● **Exercise passage**:
——————
I am just gonna sit here and hit refresh until you tell me it's all ok now...
Man, I hope Blaze turned up ok. My parents' dog passed on a few years ago...and I still really miss him. He had a full life, though. I hope it's GOOD news in the next chapter.

He has to be ok. He just has to be.

Tell me he's ok, will ya? And if not, then do your MM magic and just lie to us.
That made me want to go and hug my cats!
OMG! Not Blaze! Another one of your cliff hangers. You do realize you're evil right?

On Father's Day Evan and I listened to "This American Life" on NPR and there was a story about a family stuffed animal that was left behind. You should go on Audible and check it out - I'm not saying you should do what that father did, but it's a great story.
Blaze better be okay...he is irreplacable. As for Jenny, well, let's hope she...he...finds his way home to. Lord knows I know all about impossible-to-replace (or FIND) stuffed animals!
NOOOOOOOOOO! Hurry! Write, man, write!!


Hope this has a happy and/or funny ending...
Oh no! Blaze! I'm with the others and keeping my fingers crossed that this has a happy ending. Please don't keep us in suspense too long, this one time it could kill the masses!
For days I was anxiously waiting for your update, now, I am not so sure I like it when you update. Stupid elipses...
I can't even try to be flip....such a soft spot for animals. I hope it is all ok
Yeah, no smart ass comment here, just hope he's OK.

have you considered the Belfrey and/or a connection to the disappearance of your neighbor's Buddy?

I have a beanie fox(model name Sly) who would be honored to join your family if that would help.

And dont feel bad abpout having a travel mascot. lots of peaople do, usually inflicted on them by children or spouses.
"my kid insisted I take him with me" will be enough explanation for almost anyone.

I never let my husband travel without taking Alfee the rubber gator.
Somebody stole Blazey?!?! WTF!?!?! What kind of sick bastard do you have to be to do that to a kid?

Here's hoping the Blaze shows up. And Jenny.

Now I'm going to be preoccupied until I find out Blaze is safe and sound and it was all a big misunderstanding. If not... well, damn it, it had better just be one big misunderstanding...
I was good, and I was patient, but here it is, LUNCHTIME on Wednesday, and there is still no update!!! MM!! COme on!! We all love Blaze, and want to know he is okay!! We are dyin' here man!!
As an aside, if you go to the "Dolls And Bears" section of ebay, you can find a nice assortment of foxes.
——————
● **Input data**:

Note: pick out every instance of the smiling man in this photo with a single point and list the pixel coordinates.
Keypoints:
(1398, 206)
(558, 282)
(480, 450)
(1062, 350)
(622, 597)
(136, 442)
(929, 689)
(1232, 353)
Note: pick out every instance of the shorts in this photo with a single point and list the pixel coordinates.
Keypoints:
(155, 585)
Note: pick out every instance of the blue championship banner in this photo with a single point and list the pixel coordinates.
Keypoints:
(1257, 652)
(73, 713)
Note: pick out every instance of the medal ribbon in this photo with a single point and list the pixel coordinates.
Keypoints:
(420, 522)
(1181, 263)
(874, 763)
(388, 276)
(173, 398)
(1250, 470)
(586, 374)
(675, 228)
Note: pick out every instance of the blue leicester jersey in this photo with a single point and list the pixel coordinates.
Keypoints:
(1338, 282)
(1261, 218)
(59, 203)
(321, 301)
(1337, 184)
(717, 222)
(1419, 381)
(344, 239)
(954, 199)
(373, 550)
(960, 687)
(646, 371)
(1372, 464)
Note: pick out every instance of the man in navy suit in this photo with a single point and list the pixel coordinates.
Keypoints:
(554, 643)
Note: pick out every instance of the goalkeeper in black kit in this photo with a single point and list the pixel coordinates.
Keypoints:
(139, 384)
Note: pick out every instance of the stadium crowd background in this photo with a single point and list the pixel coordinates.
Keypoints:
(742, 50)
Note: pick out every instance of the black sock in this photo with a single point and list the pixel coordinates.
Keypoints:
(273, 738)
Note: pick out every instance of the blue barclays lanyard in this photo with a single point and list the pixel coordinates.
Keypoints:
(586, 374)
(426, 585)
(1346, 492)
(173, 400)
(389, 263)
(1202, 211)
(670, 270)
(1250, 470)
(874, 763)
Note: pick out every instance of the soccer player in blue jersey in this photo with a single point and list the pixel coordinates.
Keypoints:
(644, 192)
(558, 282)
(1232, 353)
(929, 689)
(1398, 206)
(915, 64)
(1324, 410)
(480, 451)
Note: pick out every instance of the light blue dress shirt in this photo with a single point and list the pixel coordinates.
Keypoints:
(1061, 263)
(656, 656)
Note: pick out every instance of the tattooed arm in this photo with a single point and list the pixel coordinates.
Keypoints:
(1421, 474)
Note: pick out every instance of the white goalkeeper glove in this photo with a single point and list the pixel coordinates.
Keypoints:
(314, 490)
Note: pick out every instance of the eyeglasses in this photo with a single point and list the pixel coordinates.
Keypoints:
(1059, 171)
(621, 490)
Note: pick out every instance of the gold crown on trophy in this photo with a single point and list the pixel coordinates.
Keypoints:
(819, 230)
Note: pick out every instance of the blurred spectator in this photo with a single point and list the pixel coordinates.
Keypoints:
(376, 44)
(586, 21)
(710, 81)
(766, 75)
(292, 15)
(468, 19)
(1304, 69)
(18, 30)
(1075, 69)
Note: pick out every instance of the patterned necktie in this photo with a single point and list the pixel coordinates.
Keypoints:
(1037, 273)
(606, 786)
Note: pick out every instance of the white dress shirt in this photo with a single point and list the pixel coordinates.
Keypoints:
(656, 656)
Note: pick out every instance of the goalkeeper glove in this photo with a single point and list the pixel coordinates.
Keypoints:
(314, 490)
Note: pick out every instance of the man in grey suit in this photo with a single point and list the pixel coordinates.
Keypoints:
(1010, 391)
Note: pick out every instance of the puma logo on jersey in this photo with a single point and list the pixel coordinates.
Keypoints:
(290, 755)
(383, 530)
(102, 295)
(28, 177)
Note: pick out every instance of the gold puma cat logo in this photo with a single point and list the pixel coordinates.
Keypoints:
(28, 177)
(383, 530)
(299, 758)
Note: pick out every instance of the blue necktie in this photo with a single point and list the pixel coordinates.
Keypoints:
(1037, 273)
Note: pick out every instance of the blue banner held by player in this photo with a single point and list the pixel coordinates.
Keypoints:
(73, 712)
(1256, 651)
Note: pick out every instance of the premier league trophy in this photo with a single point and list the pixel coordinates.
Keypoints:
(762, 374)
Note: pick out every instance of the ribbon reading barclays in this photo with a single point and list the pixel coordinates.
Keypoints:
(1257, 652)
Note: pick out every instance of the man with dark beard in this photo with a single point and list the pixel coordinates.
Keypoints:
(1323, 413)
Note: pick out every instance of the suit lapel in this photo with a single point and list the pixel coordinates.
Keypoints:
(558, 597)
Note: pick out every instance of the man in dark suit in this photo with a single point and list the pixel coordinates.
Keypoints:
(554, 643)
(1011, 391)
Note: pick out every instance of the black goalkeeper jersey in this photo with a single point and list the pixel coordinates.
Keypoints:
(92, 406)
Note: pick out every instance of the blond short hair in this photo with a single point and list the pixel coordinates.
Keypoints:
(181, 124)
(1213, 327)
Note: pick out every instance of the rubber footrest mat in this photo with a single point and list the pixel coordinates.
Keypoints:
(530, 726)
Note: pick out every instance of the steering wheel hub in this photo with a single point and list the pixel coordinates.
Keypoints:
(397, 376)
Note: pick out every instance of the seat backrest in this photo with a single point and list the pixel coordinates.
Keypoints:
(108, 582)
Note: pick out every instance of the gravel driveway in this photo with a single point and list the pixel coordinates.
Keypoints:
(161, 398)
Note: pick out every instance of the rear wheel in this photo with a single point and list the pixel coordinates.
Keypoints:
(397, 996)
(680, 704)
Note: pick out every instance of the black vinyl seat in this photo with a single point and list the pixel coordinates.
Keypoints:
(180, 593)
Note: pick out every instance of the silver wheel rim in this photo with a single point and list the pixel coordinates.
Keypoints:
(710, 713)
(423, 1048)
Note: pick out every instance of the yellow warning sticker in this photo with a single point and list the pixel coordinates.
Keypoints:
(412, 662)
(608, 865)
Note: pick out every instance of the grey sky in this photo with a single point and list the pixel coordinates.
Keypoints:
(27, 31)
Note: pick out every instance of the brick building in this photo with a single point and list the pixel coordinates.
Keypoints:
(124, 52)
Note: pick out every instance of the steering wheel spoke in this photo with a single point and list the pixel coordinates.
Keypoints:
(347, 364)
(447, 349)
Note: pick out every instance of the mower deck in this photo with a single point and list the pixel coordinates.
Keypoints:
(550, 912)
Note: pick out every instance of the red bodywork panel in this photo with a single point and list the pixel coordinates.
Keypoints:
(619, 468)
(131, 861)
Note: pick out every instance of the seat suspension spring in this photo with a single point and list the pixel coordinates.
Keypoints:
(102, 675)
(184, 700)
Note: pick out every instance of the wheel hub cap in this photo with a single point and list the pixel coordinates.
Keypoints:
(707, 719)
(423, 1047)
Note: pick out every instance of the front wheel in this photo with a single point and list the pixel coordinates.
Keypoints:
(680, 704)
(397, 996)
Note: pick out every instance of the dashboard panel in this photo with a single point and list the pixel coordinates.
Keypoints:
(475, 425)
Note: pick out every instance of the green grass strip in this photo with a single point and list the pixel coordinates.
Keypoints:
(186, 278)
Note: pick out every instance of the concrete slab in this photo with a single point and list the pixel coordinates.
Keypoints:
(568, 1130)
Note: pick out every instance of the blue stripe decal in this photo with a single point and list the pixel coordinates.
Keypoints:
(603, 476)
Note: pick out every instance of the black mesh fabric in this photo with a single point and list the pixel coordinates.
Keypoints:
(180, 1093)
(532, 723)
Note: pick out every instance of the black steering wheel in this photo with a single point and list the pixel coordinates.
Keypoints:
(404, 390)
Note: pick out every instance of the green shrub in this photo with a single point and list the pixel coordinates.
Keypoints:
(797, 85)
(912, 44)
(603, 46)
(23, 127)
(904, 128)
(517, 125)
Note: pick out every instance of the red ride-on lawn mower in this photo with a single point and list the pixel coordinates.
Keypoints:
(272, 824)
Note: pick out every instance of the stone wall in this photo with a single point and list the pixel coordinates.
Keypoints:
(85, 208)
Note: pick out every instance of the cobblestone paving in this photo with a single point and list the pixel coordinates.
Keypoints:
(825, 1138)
——————
● **Work instruction A**:
Copy the comments about Blaze word for word, everything from "I am just gonna" down to "just has to be.".
● **Work instruction B**:
Extend the comments about Blaze, picking up after the last one shown.
You can set the rows aside; they aren't needed here.

● **Task result A**:
I am just gonna sit here and hit refresh until you tell me it's all ok now...
Man, I hope Blaze turned up ok. My parents' dog passed on a few years ago...and I still really miss him. He had a full life, though. I hope it's GOOD news in the next chapter.

He has to be ok. He just has to be.

● **Task result B**:
Also, seriously, would you please update. I am certain that all this holding my breath business is no good for my health.
I will be quite unhappy of Blaze isn't sitting on your could at your home this VERY MINUTE.

First thought that pops to mind: has a little black car been lurking around your neighbourhood lately? Did your neighbours dog ever turn up again?

Second thought: How's the unstable neighbour doing lately? I doubt that she's capable of actually medling with your dog but.....

I love that your readers are so kind and helpful offering foxes or places to find new ones! What a great bunch of people.

Let's just hope Blaze is just out for a bit of a walk about! Though if he has, shame on him abandoning his post when you are away!
Add me to the "no smart-ass comments" group. I care about the wonderful Blaze as much as I have cared about any animal in literature. My prayers also, if they are not belated.
Someone TOOK Blaze?? Gone? WTF? Please let this have a happy ending!!

Glad you made it back okay. Once I'm assured that Blaze is okay, I'll hope that you used the time to go find another Jenny.

My productivity at work is going to keep declining 'till there's an update.
Ok - since I've been infected with your Jr. detective, I'd start with the last place you saw Jenny: The full security screening.

As for Blaze; my first thought was the manic depressive-poop-on-the-stoop-leaving-neighbor.

I'm not too worried though. Blaze is a master-escape-artist-Superhero. He's going to come charging into the yard, cape flapping in the wind, dragging the bad guy behind him.

very nice post... enjoyed it very much.